## What you should do
Write out the lines from the line containing "Please identify the open" through the final line of the listing below, exactly, omitting every other line.

## Entries from a dataset
........

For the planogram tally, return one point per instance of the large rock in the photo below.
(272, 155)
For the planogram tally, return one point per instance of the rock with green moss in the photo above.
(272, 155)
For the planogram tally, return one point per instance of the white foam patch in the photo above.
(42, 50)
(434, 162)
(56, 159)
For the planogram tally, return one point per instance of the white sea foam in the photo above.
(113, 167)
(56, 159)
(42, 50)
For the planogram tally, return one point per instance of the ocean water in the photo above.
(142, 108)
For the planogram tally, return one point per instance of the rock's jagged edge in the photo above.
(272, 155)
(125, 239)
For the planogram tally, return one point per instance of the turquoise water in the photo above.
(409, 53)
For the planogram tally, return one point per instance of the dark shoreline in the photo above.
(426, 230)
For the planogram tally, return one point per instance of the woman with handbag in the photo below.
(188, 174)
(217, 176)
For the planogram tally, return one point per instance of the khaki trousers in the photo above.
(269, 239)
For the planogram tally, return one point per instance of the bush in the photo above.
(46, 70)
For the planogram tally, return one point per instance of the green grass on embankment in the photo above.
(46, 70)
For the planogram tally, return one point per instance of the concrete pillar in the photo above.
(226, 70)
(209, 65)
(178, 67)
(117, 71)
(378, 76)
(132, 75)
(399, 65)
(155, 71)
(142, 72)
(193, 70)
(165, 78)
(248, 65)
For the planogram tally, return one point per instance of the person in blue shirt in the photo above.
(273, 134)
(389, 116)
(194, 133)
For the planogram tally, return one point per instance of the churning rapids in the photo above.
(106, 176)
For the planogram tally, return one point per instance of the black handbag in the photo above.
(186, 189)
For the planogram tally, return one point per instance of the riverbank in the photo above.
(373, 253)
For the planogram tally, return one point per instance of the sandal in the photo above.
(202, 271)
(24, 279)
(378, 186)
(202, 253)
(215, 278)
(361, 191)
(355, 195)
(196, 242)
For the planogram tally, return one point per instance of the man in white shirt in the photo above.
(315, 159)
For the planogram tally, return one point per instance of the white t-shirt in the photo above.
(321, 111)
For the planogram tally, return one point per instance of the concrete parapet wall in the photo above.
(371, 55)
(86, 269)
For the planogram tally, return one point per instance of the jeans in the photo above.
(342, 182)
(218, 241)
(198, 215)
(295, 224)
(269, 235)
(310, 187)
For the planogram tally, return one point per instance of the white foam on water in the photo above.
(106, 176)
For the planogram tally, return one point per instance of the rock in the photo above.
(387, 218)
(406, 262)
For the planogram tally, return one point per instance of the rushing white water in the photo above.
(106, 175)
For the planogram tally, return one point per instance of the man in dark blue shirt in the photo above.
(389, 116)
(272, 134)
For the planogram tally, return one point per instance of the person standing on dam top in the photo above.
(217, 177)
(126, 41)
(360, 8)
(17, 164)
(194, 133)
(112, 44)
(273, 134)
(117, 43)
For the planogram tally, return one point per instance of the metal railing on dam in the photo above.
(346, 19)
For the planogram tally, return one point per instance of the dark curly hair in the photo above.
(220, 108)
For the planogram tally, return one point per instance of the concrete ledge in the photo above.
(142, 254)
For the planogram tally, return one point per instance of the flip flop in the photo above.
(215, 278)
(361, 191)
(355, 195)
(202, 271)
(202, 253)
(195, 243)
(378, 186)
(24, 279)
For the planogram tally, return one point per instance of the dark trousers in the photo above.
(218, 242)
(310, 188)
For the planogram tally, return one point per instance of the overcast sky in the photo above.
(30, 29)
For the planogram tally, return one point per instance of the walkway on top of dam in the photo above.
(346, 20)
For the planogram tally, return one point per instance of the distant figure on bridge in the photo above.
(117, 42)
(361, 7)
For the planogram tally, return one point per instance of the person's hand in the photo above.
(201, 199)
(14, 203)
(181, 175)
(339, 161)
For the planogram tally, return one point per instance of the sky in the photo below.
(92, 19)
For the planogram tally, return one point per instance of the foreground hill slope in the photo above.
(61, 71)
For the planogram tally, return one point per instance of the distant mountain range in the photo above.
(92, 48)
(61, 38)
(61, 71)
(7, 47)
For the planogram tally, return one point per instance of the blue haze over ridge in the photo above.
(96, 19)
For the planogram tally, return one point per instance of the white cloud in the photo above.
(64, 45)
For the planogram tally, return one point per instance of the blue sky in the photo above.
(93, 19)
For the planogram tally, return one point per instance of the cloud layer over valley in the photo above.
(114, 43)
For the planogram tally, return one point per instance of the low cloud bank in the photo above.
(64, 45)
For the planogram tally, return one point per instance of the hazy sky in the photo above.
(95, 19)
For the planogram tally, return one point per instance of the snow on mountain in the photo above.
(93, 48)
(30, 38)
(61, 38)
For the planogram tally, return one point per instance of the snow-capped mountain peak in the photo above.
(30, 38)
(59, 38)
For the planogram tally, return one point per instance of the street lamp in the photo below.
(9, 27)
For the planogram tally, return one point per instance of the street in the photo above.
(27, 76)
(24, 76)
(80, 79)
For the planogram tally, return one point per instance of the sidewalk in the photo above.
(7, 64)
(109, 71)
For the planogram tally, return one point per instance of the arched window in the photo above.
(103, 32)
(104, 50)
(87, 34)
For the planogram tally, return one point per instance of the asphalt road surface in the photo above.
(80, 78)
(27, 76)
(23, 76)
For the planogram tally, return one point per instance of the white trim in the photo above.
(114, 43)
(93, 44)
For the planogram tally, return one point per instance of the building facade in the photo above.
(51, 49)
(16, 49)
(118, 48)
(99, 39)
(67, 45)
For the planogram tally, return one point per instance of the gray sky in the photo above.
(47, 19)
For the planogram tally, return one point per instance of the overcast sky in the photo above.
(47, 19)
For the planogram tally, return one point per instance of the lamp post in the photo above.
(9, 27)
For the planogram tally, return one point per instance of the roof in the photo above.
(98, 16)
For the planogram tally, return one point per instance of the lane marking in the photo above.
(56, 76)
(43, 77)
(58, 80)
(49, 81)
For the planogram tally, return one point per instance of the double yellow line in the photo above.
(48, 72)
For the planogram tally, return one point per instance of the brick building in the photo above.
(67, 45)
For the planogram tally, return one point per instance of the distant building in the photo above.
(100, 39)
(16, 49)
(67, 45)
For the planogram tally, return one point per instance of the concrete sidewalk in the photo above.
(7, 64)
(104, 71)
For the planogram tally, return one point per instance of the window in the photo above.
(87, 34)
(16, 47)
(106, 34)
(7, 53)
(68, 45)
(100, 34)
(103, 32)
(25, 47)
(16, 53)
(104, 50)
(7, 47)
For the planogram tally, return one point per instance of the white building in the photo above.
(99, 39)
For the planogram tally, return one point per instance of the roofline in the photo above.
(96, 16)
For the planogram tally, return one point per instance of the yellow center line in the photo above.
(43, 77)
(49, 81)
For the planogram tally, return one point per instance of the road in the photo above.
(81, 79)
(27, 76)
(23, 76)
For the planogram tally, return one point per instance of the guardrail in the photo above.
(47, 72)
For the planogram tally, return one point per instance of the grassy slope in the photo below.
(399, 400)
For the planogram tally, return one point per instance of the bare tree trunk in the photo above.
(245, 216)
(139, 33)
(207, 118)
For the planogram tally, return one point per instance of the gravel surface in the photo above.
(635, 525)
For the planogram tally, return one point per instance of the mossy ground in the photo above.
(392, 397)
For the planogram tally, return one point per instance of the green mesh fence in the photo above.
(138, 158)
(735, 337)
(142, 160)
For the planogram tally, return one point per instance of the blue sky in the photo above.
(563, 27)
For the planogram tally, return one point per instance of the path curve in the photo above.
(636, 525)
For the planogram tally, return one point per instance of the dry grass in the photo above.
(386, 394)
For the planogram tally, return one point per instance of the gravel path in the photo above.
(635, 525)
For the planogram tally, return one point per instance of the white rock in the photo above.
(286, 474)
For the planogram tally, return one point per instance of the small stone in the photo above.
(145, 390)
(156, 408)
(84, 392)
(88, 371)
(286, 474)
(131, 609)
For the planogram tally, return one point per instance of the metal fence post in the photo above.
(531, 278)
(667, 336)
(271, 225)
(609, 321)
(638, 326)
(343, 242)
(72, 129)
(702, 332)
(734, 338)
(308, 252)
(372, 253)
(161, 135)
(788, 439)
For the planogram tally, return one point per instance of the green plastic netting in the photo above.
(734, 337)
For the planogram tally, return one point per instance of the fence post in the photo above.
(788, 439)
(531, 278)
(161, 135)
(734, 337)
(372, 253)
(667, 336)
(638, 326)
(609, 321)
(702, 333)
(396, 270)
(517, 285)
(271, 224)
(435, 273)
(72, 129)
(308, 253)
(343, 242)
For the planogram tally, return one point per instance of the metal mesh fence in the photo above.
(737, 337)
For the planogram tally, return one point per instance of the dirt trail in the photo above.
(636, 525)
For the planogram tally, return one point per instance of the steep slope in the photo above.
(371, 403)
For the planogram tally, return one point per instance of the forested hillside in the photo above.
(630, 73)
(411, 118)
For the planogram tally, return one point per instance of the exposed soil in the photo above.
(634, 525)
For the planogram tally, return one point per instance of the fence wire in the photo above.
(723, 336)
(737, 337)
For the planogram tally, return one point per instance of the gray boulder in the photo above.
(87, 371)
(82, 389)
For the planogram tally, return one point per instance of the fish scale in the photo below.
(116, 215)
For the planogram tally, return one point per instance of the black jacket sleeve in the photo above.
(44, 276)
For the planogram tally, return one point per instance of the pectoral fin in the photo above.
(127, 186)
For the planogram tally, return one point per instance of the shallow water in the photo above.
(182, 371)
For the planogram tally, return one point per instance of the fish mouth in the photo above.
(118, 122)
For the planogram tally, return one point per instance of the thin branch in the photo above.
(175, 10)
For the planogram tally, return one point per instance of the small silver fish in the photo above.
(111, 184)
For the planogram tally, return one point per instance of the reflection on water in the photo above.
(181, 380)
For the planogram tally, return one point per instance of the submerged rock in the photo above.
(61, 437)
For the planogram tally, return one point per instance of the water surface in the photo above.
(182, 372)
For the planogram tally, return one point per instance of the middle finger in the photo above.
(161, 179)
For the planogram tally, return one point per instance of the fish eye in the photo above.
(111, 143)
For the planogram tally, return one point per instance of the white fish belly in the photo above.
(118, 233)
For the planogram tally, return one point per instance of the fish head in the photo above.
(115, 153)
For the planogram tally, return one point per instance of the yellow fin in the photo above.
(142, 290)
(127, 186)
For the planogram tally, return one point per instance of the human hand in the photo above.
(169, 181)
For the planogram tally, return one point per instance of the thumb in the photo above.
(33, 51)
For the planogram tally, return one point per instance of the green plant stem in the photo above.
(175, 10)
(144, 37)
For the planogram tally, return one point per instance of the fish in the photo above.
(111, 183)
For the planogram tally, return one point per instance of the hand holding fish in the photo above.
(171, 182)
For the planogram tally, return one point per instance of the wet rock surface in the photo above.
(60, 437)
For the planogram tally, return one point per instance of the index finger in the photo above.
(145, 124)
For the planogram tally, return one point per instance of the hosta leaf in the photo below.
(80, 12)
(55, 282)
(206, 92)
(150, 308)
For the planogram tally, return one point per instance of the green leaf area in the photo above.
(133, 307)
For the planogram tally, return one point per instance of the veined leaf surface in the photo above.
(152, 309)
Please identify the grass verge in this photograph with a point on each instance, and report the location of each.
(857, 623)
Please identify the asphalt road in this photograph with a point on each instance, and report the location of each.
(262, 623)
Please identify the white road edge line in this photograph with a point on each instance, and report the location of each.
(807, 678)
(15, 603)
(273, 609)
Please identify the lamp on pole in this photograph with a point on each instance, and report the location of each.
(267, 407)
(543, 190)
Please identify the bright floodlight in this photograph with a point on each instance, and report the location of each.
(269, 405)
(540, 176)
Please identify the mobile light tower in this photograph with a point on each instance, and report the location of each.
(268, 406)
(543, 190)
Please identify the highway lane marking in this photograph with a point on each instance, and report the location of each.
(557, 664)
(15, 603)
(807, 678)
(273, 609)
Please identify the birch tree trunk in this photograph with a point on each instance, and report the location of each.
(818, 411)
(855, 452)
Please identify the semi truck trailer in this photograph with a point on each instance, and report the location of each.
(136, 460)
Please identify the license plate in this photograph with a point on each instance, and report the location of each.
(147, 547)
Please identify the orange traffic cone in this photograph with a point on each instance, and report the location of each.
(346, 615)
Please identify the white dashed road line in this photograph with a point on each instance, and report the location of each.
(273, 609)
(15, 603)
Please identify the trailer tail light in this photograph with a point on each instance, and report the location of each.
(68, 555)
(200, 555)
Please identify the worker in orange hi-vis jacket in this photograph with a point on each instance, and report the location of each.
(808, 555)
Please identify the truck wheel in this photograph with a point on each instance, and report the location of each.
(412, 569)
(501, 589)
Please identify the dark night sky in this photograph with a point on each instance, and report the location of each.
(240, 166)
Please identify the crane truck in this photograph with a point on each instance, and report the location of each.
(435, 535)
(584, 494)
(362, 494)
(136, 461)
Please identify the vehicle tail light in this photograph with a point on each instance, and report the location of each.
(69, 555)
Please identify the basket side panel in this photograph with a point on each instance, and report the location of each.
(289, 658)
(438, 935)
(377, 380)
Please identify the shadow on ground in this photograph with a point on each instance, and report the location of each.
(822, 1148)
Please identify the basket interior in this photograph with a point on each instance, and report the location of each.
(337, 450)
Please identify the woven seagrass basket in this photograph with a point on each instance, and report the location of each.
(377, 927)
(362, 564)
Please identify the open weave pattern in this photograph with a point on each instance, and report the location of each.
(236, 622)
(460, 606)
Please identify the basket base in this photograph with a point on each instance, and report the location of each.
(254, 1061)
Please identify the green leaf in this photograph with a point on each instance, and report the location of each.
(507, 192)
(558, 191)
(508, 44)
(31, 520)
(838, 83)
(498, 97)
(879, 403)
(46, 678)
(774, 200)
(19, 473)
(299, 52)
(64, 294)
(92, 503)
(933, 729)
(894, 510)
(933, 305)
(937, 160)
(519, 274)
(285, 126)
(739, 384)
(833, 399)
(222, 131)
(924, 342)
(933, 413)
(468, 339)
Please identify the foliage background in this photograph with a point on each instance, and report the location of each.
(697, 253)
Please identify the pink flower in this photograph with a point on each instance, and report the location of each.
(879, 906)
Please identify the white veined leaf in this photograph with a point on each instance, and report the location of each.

........

## Task result
Please identify the open weave pattern in this photograph with a point on each instance, and report the location of each.
(236, 622)
(460, 606)
Please identify the basket base in this photograph with a point on each instance, and report the location of each.
(254, 1061)
Please identify the green leaf in this photograph with a point on each instance, and report the location of each.
(507, 192)
(558, 191)
(508, 44)
(31, 520)
(838, 83)
(498, 97)
(879, 403)
(46, 678)
(774, 200)
(19, 473)
(299, 52)
(64, 294)
(92, 503)
(933, 729)
(894, 510)
(933, 305)
(937, 160)
(519, 274)
(285, 126)
(739, 384)
(833, 399)
(222, 131)
(924, 342)
(933, 413)
(468, 339)
Please identify the foliage background in this photograph with a point on each instance, and report the location of each.
(697, 253)
Please identify the pink flower in this photograph with a point on each instance, and report the location of each.
(879, 906)
Please identify the white veined leaf in this photograph with a point on each instance, and report the location of each.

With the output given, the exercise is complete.